> [TAREFAS A REALIZAR]
A - Segundo o trecho sobre a comunidade judaica local, quantos convidados houve no Seder de Pessach?
B - Por favor, transcreva do trecho sobre a comunidade judaica local a parte que começa com as palavras "No nosso Seder" e termina com "tivemos que ampliá-la.".

── TRECHO DO TEXTO

Acreditamos que há pelo menos 4.000 judeus morando aqui, a maioria imigrantes vindos do Marrocos e da Argentina. Conhecemos muitos deles mas ainda há mais alguns que temos de encontrar.

No nosso Seder de Pessach, tivemos 800 convidados, e recebemos centenas nas Grandes Festas e em outros eventos no nosso Beit Chabad. Quando chegamos, não havia sequer três famílias mantendo casher. Todos os eventos aos quais fomos convidados – bar mitsvá, casamentos, etc. - não eram casher. Hoje, 90 por cento deles são casher, graças a D'us (muitos deles supervisionados por meu marido). Hoje, algumas das famílias mais religiosas se mudaram para cidades que oferecem uma educação judaica mais forte, portanto tem havido bastante progresso nesse aspecto.

Há dois anos, inauguramos nossa sede própria e pensávamos teria amplo espaço para tudo que fazemos. E graças a D'us, já tivemos que ampliá-la.

P: O que torna seu trabalho diferente daquele de milhares de emissários Chabad pelo mundo?

R: Em muitas maneiras é bastante semelhante com aquilo que nossos colegas estão fazendo. Ensinamos Torá, fazemos programas, ajudamos pessoas no decorrer do ciclo da vida. Uma coisa que é diferente aqui são as ondas de turistas judeus. Quando nos mudamos, havia um voo direto para Israel por semana. Agora, há cinco voos por dia.

Ontem mesmo, recebemos 40 turistas israelenses para o café da manhã, e isso é uma ocorrência comum aqui. Uma das mulheres abriu sua carteira e mostrou-me um dólar que recebera do Rebe. Ela o tem levado consigo pelos últimos 30 anos.

────
── ENTRADAS

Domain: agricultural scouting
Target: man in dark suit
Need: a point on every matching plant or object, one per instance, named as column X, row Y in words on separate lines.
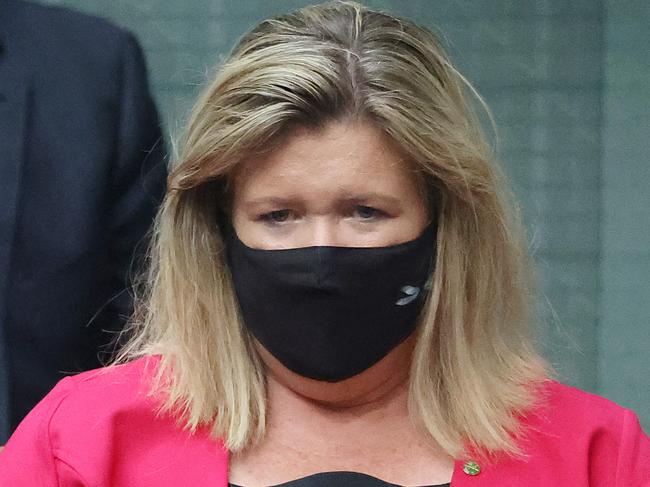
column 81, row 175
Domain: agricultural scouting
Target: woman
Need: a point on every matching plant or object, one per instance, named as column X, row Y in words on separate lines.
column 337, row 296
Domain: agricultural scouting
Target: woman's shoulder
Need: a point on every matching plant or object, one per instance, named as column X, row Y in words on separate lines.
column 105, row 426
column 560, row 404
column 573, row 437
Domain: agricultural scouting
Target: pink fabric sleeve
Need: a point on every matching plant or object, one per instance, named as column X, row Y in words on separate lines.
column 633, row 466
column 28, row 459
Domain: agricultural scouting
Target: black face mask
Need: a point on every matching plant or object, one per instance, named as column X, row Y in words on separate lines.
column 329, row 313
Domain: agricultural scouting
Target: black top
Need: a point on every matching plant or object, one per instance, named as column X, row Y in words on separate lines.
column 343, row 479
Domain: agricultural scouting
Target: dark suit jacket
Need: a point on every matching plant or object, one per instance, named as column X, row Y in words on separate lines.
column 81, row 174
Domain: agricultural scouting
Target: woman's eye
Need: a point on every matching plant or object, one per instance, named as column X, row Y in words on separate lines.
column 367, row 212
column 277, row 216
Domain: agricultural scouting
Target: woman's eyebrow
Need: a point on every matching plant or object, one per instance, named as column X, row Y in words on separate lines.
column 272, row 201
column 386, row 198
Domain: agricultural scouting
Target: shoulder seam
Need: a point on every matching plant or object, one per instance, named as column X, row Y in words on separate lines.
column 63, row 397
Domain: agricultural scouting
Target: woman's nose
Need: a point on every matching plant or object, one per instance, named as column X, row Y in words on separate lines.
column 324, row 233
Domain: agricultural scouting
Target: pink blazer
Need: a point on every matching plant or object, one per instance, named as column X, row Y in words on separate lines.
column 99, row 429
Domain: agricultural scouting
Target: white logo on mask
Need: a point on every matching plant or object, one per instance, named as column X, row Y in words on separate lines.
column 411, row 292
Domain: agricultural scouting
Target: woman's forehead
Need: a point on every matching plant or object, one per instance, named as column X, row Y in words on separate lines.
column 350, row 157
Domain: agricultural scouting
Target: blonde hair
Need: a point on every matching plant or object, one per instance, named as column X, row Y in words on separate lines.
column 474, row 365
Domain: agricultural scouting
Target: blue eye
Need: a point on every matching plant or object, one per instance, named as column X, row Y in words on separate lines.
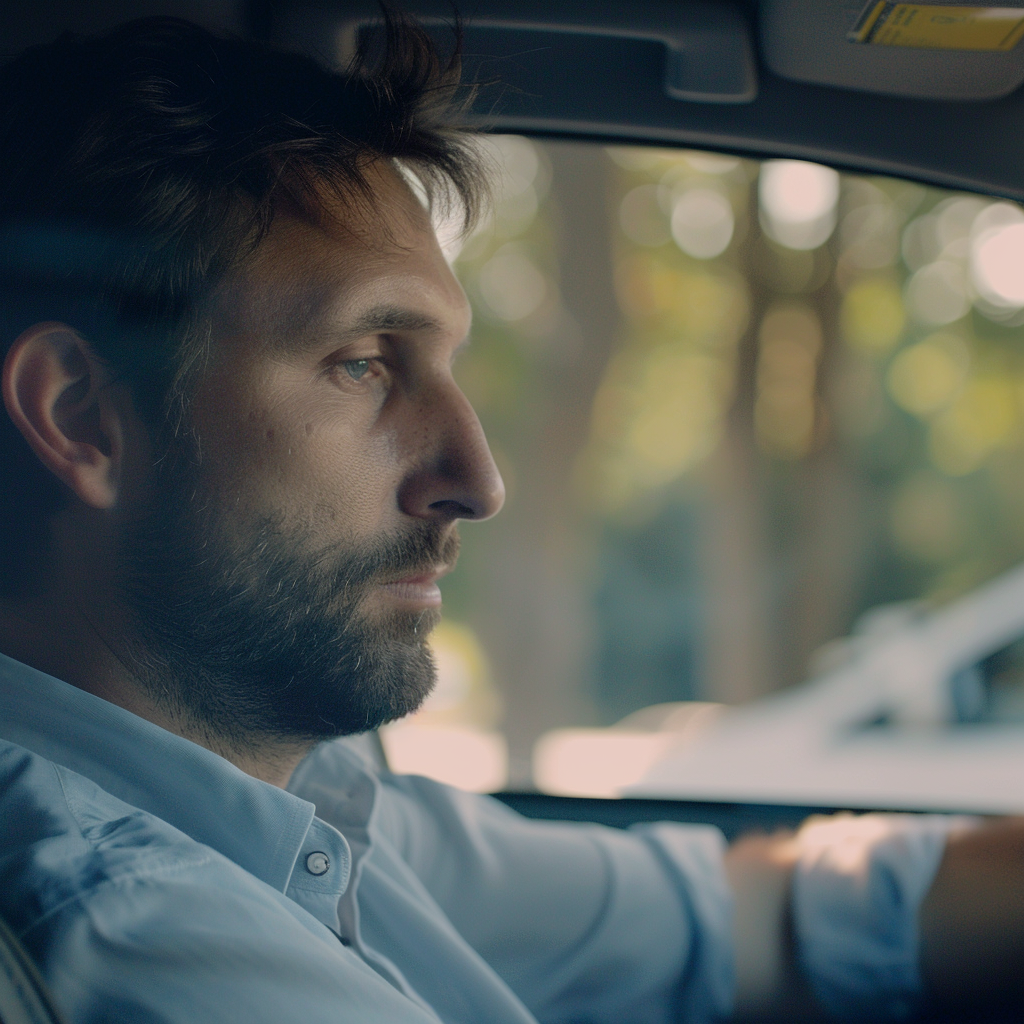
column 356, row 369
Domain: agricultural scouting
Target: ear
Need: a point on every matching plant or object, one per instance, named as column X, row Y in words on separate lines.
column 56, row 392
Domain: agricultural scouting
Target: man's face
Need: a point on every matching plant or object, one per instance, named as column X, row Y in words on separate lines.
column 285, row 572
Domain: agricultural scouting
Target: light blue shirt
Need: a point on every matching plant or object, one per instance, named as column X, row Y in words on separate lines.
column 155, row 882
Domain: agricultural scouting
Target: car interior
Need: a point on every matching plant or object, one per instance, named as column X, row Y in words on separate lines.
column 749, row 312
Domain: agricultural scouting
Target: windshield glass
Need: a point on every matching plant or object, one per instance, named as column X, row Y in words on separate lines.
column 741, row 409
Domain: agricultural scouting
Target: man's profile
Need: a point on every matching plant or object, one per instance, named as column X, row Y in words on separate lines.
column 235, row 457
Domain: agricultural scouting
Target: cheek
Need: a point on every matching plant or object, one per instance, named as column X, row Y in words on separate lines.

────
── ENTRADAS

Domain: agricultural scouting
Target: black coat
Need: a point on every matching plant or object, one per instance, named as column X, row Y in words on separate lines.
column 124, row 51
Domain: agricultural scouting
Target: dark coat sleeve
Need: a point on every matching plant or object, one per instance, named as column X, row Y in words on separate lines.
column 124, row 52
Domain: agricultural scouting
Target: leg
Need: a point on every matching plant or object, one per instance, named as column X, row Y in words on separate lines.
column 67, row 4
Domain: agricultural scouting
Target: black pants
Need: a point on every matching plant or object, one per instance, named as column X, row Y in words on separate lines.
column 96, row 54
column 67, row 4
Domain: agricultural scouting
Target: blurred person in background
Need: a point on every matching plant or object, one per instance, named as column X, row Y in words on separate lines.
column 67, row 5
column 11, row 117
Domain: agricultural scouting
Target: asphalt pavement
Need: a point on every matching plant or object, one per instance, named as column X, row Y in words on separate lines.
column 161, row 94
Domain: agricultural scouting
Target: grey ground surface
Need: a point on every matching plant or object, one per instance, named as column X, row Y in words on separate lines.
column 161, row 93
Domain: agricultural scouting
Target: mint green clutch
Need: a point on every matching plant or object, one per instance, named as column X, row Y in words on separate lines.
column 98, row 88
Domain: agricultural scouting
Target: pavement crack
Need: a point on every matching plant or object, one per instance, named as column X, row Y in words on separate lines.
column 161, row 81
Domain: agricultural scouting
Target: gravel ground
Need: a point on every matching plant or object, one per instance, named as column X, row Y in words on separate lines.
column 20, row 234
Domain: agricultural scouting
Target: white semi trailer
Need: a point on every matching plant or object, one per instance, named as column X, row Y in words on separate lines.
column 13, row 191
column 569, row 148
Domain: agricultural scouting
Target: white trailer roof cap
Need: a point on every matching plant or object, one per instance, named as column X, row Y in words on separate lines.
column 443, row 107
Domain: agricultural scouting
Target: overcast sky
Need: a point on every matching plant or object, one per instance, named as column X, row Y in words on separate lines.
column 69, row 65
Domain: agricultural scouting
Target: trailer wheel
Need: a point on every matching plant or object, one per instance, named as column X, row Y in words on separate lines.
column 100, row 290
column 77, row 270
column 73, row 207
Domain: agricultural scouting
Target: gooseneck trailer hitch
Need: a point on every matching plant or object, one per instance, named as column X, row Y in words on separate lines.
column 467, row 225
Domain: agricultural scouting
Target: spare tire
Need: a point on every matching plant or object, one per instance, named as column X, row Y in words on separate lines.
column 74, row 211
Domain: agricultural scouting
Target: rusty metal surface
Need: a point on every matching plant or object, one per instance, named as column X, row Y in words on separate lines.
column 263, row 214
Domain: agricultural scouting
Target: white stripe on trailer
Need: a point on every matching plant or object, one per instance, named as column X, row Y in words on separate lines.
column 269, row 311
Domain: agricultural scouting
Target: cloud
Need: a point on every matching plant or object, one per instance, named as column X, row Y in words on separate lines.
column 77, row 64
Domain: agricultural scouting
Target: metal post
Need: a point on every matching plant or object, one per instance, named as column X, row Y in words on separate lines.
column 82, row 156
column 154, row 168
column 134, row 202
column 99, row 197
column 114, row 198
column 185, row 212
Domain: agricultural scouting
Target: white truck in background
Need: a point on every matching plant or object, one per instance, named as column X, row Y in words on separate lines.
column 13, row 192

────
── ENTRADAS

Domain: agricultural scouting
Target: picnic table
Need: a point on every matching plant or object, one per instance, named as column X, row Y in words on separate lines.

────

> [RESULTADOS DO EXERCÍCIO]
A - 800 convidados.

B -
No nosso Seder de Pessach, tivemos 800 convidados, e recebemos centenas nas Grandes Festas e em outros eventos no nosso Beit Chabad. Quando chegamos, não havia sequer três famílias mantendo casher. Todos os eventos aos quais fomos convidados – bar mitsvá, casamentos, etc. - não eram casher. Hoje, 90 por cento deles são casher, graças a D'us (muitos deles supervisionados por meu marido). Hoje, algumas das famílias mais religiosas se mudaram para cidades que oferecem uma educação judaica mais forte, portanto tem havido bastante progresso nesse aspecto.

Há dois anos, inauguramos nossa sede própria e pensávamos teria amplo espaço para tudo que fazemos. E graças a D'us, já tivemos que ampliá-la.